* **What you have to do**: In the records below, give the lines from the one containing "like x=633 y=8." through the one containing "x=433 y=543", both included, as a JSON list of strings with one string per line and blank lines omitted.

Entries from a dataset
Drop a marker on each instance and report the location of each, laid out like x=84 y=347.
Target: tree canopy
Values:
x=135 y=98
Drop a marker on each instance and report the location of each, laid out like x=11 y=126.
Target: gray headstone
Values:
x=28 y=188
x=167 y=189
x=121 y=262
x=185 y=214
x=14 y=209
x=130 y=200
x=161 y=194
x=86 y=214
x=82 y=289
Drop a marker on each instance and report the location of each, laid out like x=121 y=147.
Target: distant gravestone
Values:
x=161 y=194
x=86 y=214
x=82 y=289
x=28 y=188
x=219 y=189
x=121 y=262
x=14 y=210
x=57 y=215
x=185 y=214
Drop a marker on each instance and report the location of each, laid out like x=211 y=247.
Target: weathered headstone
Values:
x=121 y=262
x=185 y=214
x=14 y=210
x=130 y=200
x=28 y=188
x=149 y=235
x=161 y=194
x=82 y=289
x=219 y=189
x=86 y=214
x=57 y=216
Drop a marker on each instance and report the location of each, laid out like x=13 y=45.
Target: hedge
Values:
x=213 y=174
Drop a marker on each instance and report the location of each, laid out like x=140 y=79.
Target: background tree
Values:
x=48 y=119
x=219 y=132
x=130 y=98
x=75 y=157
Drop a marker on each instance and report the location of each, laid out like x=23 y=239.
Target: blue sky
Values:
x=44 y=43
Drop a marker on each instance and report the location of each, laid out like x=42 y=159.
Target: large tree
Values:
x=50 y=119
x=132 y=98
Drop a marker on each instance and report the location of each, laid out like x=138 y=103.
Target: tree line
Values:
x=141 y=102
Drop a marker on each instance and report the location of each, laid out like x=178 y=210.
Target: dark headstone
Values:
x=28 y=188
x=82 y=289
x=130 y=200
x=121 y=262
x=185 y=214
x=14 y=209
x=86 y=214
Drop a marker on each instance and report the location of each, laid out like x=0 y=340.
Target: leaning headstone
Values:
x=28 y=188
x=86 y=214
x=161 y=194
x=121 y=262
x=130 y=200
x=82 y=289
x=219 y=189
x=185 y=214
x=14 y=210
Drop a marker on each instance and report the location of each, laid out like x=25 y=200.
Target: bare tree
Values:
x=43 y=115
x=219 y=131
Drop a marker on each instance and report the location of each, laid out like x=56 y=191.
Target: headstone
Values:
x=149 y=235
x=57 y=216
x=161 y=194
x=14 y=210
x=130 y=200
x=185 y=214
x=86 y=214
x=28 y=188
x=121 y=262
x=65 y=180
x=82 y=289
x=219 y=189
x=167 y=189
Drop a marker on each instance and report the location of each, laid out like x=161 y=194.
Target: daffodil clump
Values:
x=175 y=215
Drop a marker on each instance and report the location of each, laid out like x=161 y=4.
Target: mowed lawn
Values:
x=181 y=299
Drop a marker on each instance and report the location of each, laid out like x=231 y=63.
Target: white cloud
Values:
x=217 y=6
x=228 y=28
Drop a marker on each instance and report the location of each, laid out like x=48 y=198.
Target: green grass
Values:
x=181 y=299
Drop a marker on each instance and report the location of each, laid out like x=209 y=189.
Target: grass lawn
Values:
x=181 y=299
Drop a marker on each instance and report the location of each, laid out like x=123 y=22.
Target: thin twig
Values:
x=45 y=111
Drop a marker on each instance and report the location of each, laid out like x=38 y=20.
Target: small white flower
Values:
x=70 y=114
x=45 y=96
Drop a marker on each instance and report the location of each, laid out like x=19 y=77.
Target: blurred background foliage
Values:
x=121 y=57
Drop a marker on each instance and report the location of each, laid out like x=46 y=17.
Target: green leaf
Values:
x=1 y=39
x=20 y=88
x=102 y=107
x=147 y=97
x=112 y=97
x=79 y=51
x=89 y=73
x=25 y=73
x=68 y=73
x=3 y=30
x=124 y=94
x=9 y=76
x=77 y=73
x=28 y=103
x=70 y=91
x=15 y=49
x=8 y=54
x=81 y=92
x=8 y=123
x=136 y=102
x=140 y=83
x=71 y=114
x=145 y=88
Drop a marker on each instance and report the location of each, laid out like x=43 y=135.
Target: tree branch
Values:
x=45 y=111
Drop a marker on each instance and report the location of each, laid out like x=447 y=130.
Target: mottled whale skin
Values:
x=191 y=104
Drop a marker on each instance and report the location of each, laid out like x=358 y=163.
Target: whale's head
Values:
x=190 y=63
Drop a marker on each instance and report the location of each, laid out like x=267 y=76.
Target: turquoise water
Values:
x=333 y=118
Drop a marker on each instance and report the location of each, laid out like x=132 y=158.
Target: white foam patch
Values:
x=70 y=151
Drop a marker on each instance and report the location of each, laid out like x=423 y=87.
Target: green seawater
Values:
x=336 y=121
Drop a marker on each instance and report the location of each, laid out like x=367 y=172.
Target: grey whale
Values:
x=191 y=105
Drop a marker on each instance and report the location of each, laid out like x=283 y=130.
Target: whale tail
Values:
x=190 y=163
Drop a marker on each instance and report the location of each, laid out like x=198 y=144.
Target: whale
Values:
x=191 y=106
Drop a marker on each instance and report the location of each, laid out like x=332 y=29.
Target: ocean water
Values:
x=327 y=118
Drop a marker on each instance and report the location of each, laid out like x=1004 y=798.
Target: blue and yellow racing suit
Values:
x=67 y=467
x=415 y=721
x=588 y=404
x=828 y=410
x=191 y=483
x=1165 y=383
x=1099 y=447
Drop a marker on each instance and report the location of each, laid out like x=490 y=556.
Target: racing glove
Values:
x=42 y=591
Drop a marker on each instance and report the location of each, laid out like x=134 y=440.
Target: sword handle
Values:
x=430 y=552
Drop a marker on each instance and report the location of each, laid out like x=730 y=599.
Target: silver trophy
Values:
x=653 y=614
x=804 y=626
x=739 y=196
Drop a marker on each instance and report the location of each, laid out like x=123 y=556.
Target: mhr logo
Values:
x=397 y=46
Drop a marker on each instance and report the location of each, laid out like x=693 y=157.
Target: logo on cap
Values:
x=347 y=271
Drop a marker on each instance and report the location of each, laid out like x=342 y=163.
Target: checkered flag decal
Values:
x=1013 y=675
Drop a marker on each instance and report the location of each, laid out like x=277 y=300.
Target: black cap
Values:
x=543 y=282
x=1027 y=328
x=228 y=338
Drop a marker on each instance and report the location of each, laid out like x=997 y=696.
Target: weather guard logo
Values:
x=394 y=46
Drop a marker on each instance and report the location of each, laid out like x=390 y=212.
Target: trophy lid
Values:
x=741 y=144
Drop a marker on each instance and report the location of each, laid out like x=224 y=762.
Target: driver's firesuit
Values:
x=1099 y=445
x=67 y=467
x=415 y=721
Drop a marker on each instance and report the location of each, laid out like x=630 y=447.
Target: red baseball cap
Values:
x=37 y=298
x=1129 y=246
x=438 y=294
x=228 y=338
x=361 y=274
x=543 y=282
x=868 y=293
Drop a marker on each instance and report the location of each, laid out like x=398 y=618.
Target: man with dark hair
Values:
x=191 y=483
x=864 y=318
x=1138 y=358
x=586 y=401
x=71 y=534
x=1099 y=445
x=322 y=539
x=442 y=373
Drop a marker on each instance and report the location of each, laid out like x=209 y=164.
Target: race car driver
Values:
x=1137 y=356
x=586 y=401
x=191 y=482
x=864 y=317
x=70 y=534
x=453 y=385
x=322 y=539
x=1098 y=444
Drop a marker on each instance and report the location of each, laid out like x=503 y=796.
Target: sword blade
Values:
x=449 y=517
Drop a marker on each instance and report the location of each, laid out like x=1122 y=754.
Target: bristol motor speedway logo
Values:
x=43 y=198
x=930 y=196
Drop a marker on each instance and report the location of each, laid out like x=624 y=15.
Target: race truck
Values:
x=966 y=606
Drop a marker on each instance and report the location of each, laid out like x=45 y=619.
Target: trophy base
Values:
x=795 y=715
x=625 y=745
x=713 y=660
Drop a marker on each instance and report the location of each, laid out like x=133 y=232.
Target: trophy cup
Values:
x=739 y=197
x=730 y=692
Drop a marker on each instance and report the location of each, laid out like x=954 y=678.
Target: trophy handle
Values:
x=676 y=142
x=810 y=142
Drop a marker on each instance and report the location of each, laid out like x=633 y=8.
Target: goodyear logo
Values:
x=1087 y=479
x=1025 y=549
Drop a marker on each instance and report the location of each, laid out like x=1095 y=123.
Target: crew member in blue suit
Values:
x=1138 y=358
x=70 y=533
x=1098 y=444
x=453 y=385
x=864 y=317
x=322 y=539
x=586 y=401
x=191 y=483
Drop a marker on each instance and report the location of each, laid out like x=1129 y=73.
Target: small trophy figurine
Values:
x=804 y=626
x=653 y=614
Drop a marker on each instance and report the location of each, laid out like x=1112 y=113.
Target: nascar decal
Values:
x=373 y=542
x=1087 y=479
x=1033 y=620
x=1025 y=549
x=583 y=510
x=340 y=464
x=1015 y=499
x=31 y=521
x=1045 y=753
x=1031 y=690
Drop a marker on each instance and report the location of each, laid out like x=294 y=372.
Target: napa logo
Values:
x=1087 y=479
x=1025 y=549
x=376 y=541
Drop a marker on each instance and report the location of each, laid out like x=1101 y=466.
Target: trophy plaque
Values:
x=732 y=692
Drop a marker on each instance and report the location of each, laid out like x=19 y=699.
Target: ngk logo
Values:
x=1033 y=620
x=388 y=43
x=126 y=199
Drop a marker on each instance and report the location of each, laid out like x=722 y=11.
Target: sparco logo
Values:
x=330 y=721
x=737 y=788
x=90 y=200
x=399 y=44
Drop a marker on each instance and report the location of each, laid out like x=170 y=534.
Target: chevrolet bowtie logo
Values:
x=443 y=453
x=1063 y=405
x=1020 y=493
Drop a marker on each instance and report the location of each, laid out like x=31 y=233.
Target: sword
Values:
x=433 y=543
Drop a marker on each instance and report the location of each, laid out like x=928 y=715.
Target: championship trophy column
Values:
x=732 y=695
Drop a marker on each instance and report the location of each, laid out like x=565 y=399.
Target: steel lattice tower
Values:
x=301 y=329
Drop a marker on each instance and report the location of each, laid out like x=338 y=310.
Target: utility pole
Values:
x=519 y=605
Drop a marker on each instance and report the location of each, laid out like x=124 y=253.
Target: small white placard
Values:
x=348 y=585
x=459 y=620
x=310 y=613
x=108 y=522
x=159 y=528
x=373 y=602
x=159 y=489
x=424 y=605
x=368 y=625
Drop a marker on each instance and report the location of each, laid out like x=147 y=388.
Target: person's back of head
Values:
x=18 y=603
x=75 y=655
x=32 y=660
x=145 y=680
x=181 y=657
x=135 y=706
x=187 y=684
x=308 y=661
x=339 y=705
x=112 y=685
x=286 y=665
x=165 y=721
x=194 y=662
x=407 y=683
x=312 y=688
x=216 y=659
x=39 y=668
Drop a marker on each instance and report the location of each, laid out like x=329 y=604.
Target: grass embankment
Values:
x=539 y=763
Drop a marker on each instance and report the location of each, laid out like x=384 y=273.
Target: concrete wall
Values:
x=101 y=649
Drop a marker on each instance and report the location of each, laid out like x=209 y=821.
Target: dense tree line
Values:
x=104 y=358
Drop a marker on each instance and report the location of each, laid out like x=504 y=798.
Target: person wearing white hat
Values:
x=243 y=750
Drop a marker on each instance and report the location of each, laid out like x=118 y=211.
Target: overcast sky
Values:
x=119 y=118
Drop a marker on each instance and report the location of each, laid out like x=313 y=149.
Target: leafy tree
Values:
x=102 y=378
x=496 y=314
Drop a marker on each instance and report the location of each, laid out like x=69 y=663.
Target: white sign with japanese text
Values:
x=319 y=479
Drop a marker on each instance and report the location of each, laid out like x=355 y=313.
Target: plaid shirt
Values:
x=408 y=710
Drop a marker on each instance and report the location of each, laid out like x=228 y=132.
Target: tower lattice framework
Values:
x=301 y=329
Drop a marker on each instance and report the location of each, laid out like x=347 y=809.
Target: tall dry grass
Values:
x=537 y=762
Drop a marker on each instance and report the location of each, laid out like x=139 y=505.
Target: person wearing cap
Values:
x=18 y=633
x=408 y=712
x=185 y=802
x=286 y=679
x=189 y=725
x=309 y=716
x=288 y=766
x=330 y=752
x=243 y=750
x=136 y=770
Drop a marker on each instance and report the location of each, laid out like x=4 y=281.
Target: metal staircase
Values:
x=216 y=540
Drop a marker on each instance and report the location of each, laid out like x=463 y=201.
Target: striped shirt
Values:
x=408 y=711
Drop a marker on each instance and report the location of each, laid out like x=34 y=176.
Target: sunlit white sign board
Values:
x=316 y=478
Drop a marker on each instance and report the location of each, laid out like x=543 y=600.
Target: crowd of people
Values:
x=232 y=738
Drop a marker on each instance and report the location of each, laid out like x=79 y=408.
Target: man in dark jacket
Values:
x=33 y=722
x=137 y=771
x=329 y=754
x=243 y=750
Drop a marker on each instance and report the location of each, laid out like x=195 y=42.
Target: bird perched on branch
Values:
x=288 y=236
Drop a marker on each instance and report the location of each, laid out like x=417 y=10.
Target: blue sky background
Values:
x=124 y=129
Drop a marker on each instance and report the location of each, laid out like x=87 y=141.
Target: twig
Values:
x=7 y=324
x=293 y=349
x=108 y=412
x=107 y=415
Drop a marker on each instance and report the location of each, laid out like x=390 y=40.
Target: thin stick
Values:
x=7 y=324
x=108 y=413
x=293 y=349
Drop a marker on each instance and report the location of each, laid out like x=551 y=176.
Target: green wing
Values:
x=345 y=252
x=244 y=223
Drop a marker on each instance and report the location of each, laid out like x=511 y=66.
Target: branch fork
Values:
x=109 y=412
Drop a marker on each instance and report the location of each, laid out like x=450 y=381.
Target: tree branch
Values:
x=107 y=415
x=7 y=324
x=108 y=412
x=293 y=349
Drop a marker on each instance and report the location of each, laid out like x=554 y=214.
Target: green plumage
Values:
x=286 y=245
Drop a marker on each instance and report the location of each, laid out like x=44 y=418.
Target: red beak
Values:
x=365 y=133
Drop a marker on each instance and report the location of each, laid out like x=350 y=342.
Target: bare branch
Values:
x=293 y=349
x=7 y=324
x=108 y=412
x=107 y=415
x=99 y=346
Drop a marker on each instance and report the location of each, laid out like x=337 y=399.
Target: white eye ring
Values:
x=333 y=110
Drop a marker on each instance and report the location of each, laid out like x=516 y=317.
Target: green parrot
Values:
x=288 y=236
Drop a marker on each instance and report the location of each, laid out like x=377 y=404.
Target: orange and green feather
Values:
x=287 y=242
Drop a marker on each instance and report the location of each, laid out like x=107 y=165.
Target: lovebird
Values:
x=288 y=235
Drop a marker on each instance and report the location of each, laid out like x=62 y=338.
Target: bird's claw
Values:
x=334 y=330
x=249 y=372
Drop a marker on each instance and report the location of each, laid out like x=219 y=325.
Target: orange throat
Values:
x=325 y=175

* **Response to the exercise**:
[
  "Drop a marker on each instance and report the location of each, laid out like x=633 y=8.",
  "Target: goodyear logo",
  "Values:",
  "x=1087 y=479",
  "x=1025 y=549",
  "Drop a marker on each instance and report the location of each, laid out like x=1095 y=123.",
  "Target: crew member in blue suit",
  "Values:",
  "x=1138 y=358",
  "x=70 y=533",
  "x=1098 y=444",
  "x=453 y=385",
  "x=864 y=317",
  "x=322 y=539",
  "x=586 y=401",
  "x=191 y=483",
  "Drop a marker on each instance and report the location of each, laid out like x=1129 y=73.",
  "Target: small trophy figurine",
  "Values:",
  "x=804 y=626",
  "x=653 y=614",
  "Drop a marker on each instance and report the location of each, laid out like x=1112 y=113.",
  "Target: nascar decal",
  "Values:",
  "x=373 y=542",
  "x=1087 y=479",
  "x=1033 y=620",
  "x=1025 y=549",
  "x=583 y=510",
  "x=340 y=464",
  "x=1015 y=499",
  "x=31 y=521",
  "x=1045 y=753",
  "x=1031 y=690",
  "Drop a marker on each instance and report the location of each, laid out like x=294 y=372.",
  "Target: napa logo",
  "Values:",
  "x=1087 y=479",
  "x=1025 y=549",
  "x=376 y=541",
  "Drop a marker on each instance and report the location of each, laid out like x=1101 y=466.",
  "Target: trophy plaque",
  "Values:",
  "x=732 y=692",
  "Drop a marker on each instance and report the location of each, laid out like x=19 y=699.",
  "Target: ngk logo",
  "Values:",
  "x=1033 y=620",
  "x=388 y=43",
  "x=126 y=199",
  "Drop a marker on each instance and report the location of each, laid out like x=722 y=11.",
  "Target: sparco logo",
  "Values:",
  "x=330 y=721",
  "x=737 y=788",
  "x=90 y=200",
  "x=399 y=44",
  "Drop a marker on each instance and report the location of each, laid out like x=170 y=534.",
  "Target: chevrolet bowtie logo",
  "Values:",
  "x=443 y=453",
  "x=1063 y=405",
  "x=1020 y=493",
  "Drop a marker on each instance and report the location of each, laid out like x=31 y=233.",
  "Target: sword",
  "Values:",
  "x=433 y=543"
]